*** Block opens ***
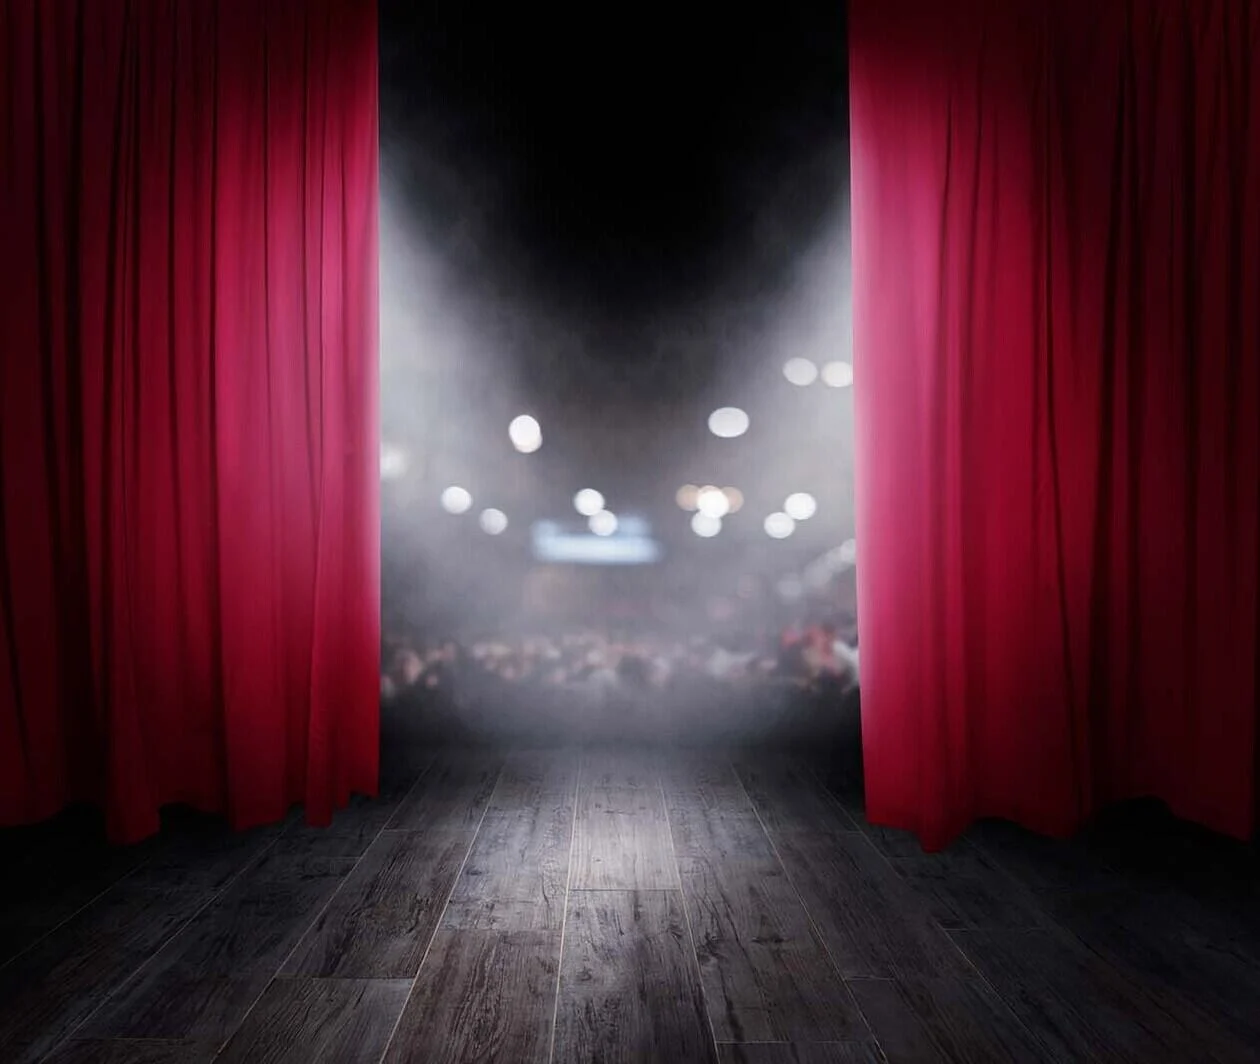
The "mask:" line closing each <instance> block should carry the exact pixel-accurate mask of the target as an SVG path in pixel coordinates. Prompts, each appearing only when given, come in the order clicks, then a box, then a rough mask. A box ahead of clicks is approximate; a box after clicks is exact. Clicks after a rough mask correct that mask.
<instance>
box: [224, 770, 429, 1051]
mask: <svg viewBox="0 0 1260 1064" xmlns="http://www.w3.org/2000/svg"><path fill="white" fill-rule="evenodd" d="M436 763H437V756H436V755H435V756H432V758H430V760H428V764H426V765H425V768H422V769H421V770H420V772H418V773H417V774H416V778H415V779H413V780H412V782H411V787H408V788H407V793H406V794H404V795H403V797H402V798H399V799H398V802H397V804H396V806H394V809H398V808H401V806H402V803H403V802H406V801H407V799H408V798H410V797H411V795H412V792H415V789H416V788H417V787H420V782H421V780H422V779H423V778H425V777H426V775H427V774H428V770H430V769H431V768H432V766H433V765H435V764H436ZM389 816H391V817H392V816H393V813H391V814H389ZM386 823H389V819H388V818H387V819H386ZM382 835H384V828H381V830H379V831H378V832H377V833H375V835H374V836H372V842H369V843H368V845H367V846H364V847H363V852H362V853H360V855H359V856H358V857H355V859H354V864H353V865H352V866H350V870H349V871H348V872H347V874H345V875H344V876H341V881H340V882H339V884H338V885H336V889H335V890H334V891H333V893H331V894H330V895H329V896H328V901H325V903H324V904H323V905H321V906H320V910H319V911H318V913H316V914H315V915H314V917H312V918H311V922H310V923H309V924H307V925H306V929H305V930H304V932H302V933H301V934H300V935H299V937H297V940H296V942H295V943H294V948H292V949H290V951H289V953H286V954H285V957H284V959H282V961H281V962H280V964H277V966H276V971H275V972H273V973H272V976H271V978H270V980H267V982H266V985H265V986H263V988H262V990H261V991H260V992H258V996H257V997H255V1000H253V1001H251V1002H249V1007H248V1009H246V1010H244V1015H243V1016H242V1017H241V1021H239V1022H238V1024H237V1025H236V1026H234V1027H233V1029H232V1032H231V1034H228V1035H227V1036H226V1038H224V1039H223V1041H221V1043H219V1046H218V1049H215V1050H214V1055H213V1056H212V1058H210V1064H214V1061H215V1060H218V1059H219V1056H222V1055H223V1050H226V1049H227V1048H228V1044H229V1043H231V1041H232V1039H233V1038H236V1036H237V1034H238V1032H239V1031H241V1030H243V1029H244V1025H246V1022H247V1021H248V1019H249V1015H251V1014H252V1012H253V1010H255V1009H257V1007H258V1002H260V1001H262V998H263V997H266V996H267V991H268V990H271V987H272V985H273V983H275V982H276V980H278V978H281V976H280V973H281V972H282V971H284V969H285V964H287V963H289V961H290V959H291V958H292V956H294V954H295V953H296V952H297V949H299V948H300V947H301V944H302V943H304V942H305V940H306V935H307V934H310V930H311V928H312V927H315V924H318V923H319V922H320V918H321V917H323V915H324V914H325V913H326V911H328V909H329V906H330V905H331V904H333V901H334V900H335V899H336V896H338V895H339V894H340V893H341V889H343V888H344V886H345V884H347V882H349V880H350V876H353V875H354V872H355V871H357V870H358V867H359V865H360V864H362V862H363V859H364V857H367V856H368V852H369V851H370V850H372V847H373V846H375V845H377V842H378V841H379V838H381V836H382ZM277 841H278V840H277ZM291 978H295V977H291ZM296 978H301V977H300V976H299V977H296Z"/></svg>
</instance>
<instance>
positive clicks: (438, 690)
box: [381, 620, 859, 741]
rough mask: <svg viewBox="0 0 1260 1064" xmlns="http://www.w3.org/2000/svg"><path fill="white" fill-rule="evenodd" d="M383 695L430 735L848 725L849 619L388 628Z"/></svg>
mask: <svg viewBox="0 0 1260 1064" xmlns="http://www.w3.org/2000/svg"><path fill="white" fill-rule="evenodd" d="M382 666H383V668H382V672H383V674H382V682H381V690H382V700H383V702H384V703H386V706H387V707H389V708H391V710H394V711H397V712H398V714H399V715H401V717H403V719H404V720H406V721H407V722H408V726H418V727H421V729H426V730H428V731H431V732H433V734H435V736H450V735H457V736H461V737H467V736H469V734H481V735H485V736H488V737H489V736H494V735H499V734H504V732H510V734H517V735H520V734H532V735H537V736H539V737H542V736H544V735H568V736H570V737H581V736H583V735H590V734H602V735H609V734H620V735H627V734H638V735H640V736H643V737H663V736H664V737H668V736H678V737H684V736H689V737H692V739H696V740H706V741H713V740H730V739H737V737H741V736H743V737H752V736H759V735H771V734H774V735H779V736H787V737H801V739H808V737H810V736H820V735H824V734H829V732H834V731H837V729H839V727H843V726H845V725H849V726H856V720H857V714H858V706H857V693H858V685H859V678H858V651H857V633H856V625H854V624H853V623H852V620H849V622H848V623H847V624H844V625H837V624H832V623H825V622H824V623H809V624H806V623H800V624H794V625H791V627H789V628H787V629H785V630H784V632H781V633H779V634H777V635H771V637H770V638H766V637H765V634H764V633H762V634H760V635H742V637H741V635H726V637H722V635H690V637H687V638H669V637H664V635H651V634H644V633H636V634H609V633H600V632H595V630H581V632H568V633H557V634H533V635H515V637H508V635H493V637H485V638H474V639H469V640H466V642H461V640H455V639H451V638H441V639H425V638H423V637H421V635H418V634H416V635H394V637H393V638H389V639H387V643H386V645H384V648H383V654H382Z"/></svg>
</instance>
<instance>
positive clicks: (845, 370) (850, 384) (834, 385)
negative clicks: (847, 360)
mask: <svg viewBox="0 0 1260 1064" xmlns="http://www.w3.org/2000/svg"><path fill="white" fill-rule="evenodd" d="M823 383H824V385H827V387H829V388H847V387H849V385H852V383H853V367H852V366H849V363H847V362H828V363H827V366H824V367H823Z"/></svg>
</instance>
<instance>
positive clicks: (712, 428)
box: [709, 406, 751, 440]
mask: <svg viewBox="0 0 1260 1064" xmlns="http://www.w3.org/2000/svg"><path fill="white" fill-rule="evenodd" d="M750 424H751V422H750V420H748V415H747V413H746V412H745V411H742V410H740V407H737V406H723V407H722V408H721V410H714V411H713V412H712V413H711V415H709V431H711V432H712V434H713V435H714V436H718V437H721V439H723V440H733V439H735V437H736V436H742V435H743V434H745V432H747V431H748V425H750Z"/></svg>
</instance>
*** Block closes ***
Goal of the exercise
Swap every "positive clicks" in the items above for "foreground clicks" and give the lines back with no other change. Leave out the pictures.

Solution to the problem
The "mask:" line closing each <instance> block should carry the exact pixel-accurate mask of the target as an SVG path in pixel coordinates. Prompts, each appearing only when given, come in the order clicks, then a box, then a rough mask. A box ahead of clicks is approximate; a box after clicks is exact. Clicks after a rough mask correct that mask.
<instance>
box: [224, 770, 429, 1051]
mask: <svg viewBox="0 0 1260 1064" xmlns="http://www.w3.org/2000/svg"><path fill="white" fill-rule="evenodd" d="M436 763H437V756H436V755H435V756H432V758H430V760H428V764H426V765H425V768H422V769H421V770H420V772H418V773H417V774H416V778H415V779H413V780H412V782H411V787H408V788H407V793H406V794H404V795H403V797H402V798H399V799H398V802H397V804H396V806H394V809H398V808H401V806H402V803H403V802H406V801H407V799H408V798H410V797H411V795H412V792H415V789H416V788H417V787H420V782H421V780H422V779H423V778H425V777H426V775H427V774H428V770H430V769H431V768H432V766H433V765H435V764H436ZM389 816H391V817H392V816H393V813H391V814H389ZM386 823H389V819H388V818H387V819H386ZM382 835H384V828H381V830H379V831H378V832H377V833H375V835H374V836H372V842H369V843H368V845H367V846H364V847H363V852H362V853H360V855H359V856H358V857H355V859H354V864H353V865H352V866H350V870H349V871H348V872H347V874H345V875H344V876H341V881H340V882H339V884H338V885H336V889H335V890H334V891H333V893H331V894H330V895H329V896H328V901H325V903H324V904H323V905H321V906H320V910H319V911H318V913H316V914H315V915H314V917H312V918H311V922H310V923H309V924H307V925H306V929H305V930H304V932H302V933H301V934H300V935H299V937H297V940H296V942H295V943H294V948H292V949H290V951H289V953H286V954H285V957H284V959H282V961H281V962H280V964H277V966H276V971H275V972H273V973H272V976H271V978H270V980H267V982H266V985H265V986H263V988H262V990H261V991H260V992H258V996H257V997H255V1000H253V1001H251V1002H249V1007H248V1009H246V1010H244V1015H243V1016H242V1017H241V1021H239V1022H238V1024H237V1025H236V1026H234V1027H233V1029H232V1032H231V1034H228V1035H227V1036H226V1038H224V1039H223V1041H221V1043H219V1046H218V1049H215V1050H214V1055H213V1056H212V1058H210V1064H214V1061H215V1060H218V1059H219V1056H222V1055H223V1050H226V1049H227V1048H228V1044H229V1043H231V1041H232V1039H233V1038H236V1036H237V1034H238V1032H239V1031H241V1030H243V1029H244V1025H246V1022H247V1021H248V1019H249V1015H251V1014H252V1012H253V1010H255V1009H257V1007H258V1002H260V1001H262V998H263V997H266V996H267V991H268V990H271V987H272V985H273V983H275V982H276V980H278V978H281V976H280V973H281V972H282V971H284V969H285V964H287V963H289V961H290V959H291V958H292V956H294V954H295V953H296V952H297V949H299V948H300V947H301V944H302V943H304V942H305V940H306V935H307V934H310V930H311V928H312V927H315V924H318V923H319V922H320V918H321V917H323V915H324V914H325V913H326V911H328V909H329V906H330V905H331V904H333V901H334V900H335V899H336V896H338V895H339V894H340V893H341V889H343V888H344V886H345V884H347V882H349V880H350V876H353V875H354V872H355V871H357V870H358V867H359V865H360V864H362V862H363V859H364V857H367V856H368V852H369V851H370V850H372V847H373V846H375V845H377V842H378V841H379V838H381V836H382ZM277 841H278V840H277ZM291 978H295V977H291ZM296 978H301V977H300V976H299V977H296Z"/></svg>
</instance>
<instance>
foreground clicks: (438, 690)
box: [381, 620, 859, 741]
rough mask: <svg viewBox="0 0 1260 1064" xmlns="http://www.w3.org/2000/svg"><path fill="white" fill-rule="evenodd" d="M383 695L430 735L848 725L849 619L388 628Z"/></svg>
mask: <svg viewBox="0 0 1260 1064" xmlns="http://www.w3.org/2000/svg"><path fill="white" fill-rule="evenodd" d="M382 666H383V668H382V672H383V674H382V682H381V690H382V700H383V702H384V703H386V706H387V707H389V708H391V710H394V711H397V712H398V714H399V715H401V717H403V719H404V720H406V721H407V722H408V726H418V727H421V729H426V730H428V731H431V732H433V734H435V736H450V735H457V736H461V737H467V736H469V734H481V735H485V736H488V737H489V736H494V735H499V734H504V732H510V734H517V735H520V734H532V735H537V736H539V737H542V736H544V735H568V736H570V737H581V736H583V735H590V734H602V735H609V734H620V735H627V734H638V735H640V736H643V737H663V736H664V737H668V736H678V737H684V736H689V737H692V739H696V740H706V741H713V740H730V739H737V737H741V736H743V737H752V736H759V735H771V734H774V735H779V736H787V737H801V739H808V737H810V736H820V735H824V734H829V732H834V731H837V729H839V727H843V726H845V725H849V726H856V720H857V714H858V706H857V693H858V685H859V678H858V651H857V633H856V625H854V624H853V623H852V620H849V622H848V623H847V624H844V625H837V624H832V623H825V622H824V623H809V624H806V623H800V624H794V625H791V627H789V628H787V629H785V630H784V632H781V633H779V634H777V635H771V637H770V638H766V637H765V634H764V633H762V634H760V635H742V637H741V635H726V637H722V635H690V637H687V638H669V637H664V635H651V634H644V633H636V634H609V633H600V632H595V630H581V632H568V633H557V634H533V635H515V637H508V635H493V637H485V638H474V639H469V640H466V642H461V640H455V639H451V638H441V639H425V638H423V637H421V635H418V634H416V635H394V637H393V638H389V639H387V643H386V645H384V648H383V654H382Z"/></svg>
</instance>
<instance>
foreground clicks: (845, 370) (850, 384) (834, 385)
negative clicks: (847, 360)
mask: <svg viewBox="0 0 1260 1064" xmlns="http://www.w3.org/2000/svg"><path fill="white" fill-rule="evenodd" d="M823 383H824V385H827V387H829V388H847V387H849V385H852V383H853V367H852V366H849V363H847V362H828V363H827V366H824V367H823Z"/></svg>
</instance>
<instance>
foreground clicks: (712, 428)
box: [709, 406, 751, 440]
mask: <svg viewBox="0 0 1260 1064" xmlns="http://www.w3.org/2000/svg"><path fill="white" fill-rule="evenodd" d="M750 424H751V422H750V420H748V415H747V413H746V412H745V411H742V410H740V407H737V406H723V407H722V408H721V410H714V411H713V412H712V413H711V415H709V431H711V432H712V434H713V435H714V436H718V437H721V439H723V440H733V439H735V437H736V436H742V435H743V434H745V432H747V431H748V425H750Z"/></svg>
</instance>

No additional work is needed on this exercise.